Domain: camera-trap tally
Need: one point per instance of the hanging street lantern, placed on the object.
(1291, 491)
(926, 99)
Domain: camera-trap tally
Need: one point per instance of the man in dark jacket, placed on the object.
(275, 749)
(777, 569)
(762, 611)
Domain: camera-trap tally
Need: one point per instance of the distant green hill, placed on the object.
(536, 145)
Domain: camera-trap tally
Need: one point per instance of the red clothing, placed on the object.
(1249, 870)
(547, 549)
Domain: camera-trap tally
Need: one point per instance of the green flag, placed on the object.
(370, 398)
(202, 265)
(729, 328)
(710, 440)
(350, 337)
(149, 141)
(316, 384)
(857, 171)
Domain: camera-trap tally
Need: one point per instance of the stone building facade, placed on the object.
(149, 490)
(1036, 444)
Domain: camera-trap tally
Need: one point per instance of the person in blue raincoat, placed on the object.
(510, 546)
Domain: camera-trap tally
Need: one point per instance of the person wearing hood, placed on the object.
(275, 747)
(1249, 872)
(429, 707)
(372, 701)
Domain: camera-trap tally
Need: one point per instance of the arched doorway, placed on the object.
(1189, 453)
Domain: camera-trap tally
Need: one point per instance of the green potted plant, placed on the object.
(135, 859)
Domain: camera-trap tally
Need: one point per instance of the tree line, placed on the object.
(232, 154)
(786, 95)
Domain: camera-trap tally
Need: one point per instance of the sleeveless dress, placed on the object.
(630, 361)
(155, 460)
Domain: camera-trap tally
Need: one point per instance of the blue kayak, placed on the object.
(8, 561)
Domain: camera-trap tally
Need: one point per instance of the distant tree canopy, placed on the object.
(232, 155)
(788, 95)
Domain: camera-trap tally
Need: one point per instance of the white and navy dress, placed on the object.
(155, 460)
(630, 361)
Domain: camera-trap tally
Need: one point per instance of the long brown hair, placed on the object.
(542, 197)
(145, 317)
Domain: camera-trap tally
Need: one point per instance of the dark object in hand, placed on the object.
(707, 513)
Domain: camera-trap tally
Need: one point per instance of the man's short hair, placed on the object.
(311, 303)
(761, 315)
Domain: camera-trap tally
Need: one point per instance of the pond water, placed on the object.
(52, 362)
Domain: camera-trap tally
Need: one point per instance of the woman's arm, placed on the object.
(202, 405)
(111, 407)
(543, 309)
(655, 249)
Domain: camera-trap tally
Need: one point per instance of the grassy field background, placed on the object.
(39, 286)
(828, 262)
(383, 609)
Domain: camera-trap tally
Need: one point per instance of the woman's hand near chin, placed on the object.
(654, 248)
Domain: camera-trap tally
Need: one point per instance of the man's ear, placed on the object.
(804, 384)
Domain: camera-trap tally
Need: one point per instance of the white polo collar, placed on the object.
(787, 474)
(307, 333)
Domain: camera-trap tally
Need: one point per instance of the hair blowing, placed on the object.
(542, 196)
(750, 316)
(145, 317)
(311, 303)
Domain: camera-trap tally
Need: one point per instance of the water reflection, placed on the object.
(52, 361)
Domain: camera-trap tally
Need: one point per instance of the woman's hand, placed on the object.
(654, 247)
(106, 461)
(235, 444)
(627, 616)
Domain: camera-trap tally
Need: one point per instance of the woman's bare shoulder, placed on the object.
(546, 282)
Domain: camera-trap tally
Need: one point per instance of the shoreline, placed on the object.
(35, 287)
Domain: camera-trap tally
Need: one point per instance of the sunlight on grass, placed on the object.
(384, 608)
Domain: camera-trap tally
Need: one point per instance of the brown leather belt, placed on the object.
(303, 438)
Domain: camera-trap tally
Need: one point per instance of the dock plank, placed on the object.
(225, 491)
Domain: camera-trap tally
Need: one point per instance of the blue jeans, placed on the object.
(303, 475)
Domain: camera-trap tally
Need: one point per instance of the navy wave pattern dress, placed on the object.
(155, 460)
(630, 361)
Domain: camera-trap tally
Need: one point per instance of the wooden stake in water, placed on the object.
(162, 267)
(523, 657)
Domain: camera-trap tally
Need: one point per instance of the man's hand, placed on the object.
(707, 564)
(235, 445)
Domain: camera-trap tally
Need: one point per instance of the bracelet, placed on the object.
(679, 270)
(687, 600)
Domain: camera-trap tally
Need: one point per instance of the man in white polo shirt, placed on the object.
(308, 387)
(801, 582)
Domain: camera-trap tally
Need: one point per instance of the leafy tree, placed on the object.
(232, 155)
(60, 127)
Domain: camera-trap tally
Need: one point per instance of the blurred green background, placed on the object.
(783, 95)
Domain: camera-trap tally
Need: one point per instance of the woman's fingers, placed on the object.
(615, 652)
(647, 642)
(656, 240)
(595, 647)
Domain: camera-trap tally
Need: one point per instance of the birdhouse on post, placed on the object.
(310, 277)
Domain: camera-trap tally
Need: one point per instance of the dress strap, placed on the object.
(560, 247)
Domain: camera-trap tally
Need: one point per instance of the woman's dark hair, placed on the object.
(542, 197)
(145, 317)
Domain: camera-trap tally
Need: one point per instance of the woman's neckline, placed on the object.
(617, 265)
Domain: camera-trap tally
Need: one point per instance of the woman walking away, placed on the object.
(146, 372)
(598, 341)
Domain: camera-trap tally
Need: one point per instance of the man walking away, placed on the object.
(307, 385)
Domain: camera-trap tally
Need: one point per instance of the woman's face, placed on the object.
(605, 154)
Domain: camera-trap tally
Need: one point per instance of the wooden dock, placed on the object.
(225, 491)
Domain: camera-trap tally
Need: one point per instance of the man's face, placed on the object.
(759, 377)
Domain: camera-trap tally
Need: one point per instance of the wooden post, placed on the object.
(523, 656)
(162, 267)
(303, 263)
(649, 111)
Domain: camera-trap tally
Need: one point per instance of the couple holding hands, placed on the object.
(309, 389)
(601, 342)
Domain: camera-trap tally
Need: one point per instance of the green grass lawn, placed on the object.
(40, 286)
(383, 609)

--

● What you have to do: Quote the data in full, keeping each word unchanged.

● Output for this task:
Domain: camera-trap tally
Need: one point per instance of the hanging street lantern, placed on the object.
(1291, 491)
(926, 99)
Domain: camera-trap tally
Need: one point per instance of the man in dark jacket, placed on the object.
(275, 749)
(777, 569)
(762, 611)
Domain: camera-trap tally
Need: one point per instance of the distant green hill, placed on the object.
(536, 145)
Domain: camera-trap tally
Need: one point per instance of the red clothing, placed on the object.
(1249, 870)
(547, 549)
Domain: camera-trap tally
Need: one point per instance of the green flag, placed on the object.
(370, 398)
(202, 265)
(729, 328)
(710, 440)
(350, 337)
(149, 141)
(316, 384)
(857, 171)
Domain: camera-trap tally
Need: one point per instance of the stone building facade, placed on the object.
(149, 490)
(1036, 444)
Domain: camera-trap tally
Need: one point per instance of the person in blue raincoat, placed on the object.
(510, 546)
Domain: camera-trap tally
Need: one point per instance of the person wearing hood, placed on the object.
(275, 747)
(1249, 872)
(429, 707)
(372, 701)
Domain: camera-trap tally
Need: one point per instance of the arched doorway, placed on the object.
(1189, 453)
Domain: camera-trap tally
Need: one point per instance of the green potted plant, placed on the object.
(135, 859)
Domain: camera-trap tally
Need: one point per instance of the tree line, placed on the object.
(232, 154)
(786, 95)
Domain: camera-trap tally
Need: one point per instance of the sleeveless dress, placed on the object.
(630, 361)
(155, 460)
Domain: camera-trap tally
Need: one point per instance of the blue kayak, placed on the object.
(8, 561)
Domain: camera-trap tally
Need: one point per instance of the distant tree canopy, placed on the object.
(232, 155)
(788, 95)
Domain: camera-trap tally
Need: one point per instance of the white and navy dress, placed on the object.
(155, 460)
(630, 361)
Domain: camera-trap tally
Need: one point per instance of the long brown hair, placed on the object.
(542, 197)
(145, 317)
Domain: camera-trap tally
Need: one point per instance of the dark object in hand, placed on the object.
(707, 513)
Domain: camera-trap tally
Need: one point per instance of the man's short hair, placed on the object.
(311, 303)
(761, 315)
Domain: camera-trap tally
Need: one point per instance of the pond water, placed on the object.
(52, 362)
Domain: camera-trap tally
Need: one point per instance of the woman's arm, placed on the object.
(202, 405)
(111, 407)
(543, 309)
(655, 249)
Domain: camera-trap tally
Need: one point per instance of the grassy field background, placed on the object.
(39, 286)
(828, 262)
(383, 609)
Domain: camera-trap tally
Need: one point per instance of the woman's hand near chin, placed on the object.
(654, 248)
Domain: camera-trap tally
Need: one point per instance of the man's ear, placed on the object.
(804, 384)
Domain: camera-trap tally
Need: one point per instance of the white polo collar, placed on the object.
(787, 474)
(307, 333)
Domain: camera-trap tally
Need: one point per instance of the hair blowing, placed on the object.
(542, 196)
(750, 316)
(145, 317)
(311, 303)
Domain: camera-trap tally
Need: one point per instance of the water reflection, placed on the object.
(52, 361)
Domain: camera-trap tally
Need: one point per instance of the woman's hand, placed on the object.
(654, 247)
(106, 461)
(235, 444)
(627, 616)
Domain: camera-trap tally
Need: one point per instance of the woman's bare shoulder, placed on the object.
(546, 282)
Domain: camera-trap tally
Need: one point per instance of the shoreline, placed on the object.
(35, 287)
Domain: camera-trap tally
Need: one point per instance of the sunlight on grass, placed on the object.
(384, 608)
Domain: camera-trap tally
Need: one point per instance of the brown leather belt, placed on the object.
(303, 438)
Domain: camera-trap tally
Need: one point per instance of the dock plank, placed on the object.
(225, 491)
Domain: camera-trap tally
Need: one point per instance of the blue jeans, placed on the object.
(303, 475)
Domain: camera-trap tally
Need: one point per instance of the navy wave pattern dress, placed on the object.
(155, 460)
(630, 361)
Domain: camera-trap tally
Need: one point per instance of the wooden stake in water, placed on the object.
(162, 267)
(523, 657)
Domain: camera-trap tally
Need: one point per instance of the man's hand, placed on the object.
(707, 564)
(235, 445)
Domain: camera-trap tally
Need: one point per instance of the bracelet, placed on the object.
(679, 270)
(687, 600)
Domain: camera-trap tally
Need: one point per instance of the man in white polo shirt, placed on the object.
(308, 387)
(801, 582)
Domain: camera-trap tally
Need: one point per instance of the leafy tree, placed on the object.
(232, 155)
(60, 127)
Domain: camera-trap tally
Need: one point per instance of the blurred green background, placed on the object.
(783, 95)
Domain: camera-trap tally
Need: one point per instance of the woman's fingers, placed on the object.
(615, 652)
(647, 642)
(656, 240)
(595, 647)
Domain: camera-trap tally
Need: one point per instance of the birdhouse on post, placed on the object.
(310, 277)
Domain: camera-trap tally
Need: one point per instance of the dress strap, placed on the object.
(560, 247)
Domain: camera-trap tally
Need: one point per instance of the woman's dark hair, placed on the object.
(542, 197)
(145, 317)
Domain: camera-trap tally
Need: one point per instance of the woman's neckline, placed on the object.
(617, 265)
Domain: camera-trap tally
Need: one point per instance of the woman walking away, placed on the object.
(146, 372)
(598, 341)
Domain: camera-trap tally
Need: one point per instance of the man walking away, placed on the object.
(307, 385)
Domain: camera-trap tally
Need: one point per instance of the woman's face, placed on the object.
(605, 154)
Domain: camera-trap tally
Need: one point per instance of the wooden dock, placed on the object.
(225, 491)
Domain: camera-trap tally
Need: one point per instance of the man's face, placed on the object.
(759, 377)
Domain: camera-trap tally
Need: one point per instance of the wooden post, placed on the object.
(523, 656)
(162, 267)
(303, 263)
(649, 111)
Domain: camera-trap tally
Need: one point per instance of the couple holding hands, placed on the object.
(309, 389)
(601, 342)
Domain: camera-trap tally
Need: one point per instance of the green grass lawn, placed on the object.
(40, 286)
(383, 609)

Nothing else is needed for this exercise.